Goal of the exercise:
Lines containing the word "stone" are the ones to copy from the records below.

[Dataset excerpts]
= = =
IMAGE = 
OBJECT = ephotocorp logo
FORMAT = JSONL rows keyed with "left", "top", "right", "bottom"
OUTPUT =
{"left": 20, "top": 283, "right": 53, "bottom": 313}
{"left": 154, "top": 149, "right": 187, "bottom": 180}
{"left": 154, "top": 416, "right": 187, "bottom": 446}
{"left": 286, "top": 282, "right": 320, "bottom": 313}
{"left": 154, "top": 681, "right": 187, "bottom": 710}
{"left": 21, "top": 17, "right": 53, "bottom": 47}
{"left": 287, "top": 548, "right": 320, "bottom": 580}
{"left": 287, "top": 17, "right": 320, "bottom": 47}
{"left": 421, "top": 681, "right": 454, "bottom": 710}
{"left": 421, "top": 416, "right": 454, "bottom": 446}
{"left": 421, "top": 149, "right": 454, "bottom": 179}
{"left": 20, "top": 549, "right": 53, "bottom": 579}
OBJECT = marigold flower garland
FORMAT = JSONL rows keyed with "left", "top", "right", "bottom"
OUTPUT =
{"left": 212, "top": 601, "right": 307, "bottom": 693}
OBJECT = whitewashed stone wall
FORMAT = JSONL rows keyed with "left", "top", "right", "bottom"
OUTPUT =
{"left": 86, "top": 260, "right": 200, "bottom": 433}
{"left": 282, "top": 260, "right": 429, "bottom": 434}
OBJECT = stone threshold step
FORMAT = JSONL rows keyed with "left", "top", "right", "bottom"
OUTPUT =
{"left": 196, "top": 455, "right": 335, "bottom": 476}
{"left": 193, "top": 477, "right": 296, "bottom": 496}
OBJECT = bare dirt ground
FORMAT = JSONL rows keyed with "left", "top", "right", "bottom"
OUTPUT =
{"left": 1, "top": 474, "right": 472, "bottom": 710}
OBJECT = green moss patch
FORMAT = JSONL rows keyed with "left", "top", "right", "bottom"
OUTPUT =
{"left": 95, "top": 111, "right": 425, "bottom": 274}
= = =
Output of the task:
OBJECT = whitewashed stone wall
OBJECT = stone threshold step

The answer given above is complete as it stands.